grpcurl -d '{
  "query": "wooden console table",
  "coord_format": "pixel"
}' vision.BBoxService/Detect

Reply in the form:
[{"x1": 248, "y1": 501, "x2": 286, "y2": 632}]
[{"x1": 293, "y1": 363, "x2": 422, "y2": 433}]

=== Assignment ===
Reproduce the listing verbatim.

=== Result for this exercise ===
grpcurl -d '{
  "query": "wooden console table",
  "coord_format": "pixel"
}' vision.BBoxService/Detect

Reply in the form:
[{"x1": 248, "y1": 501, "x2": 286, "y2": 632}]
[{"x1": 293, "y1": 363, "x2": 422, "y2": 433}]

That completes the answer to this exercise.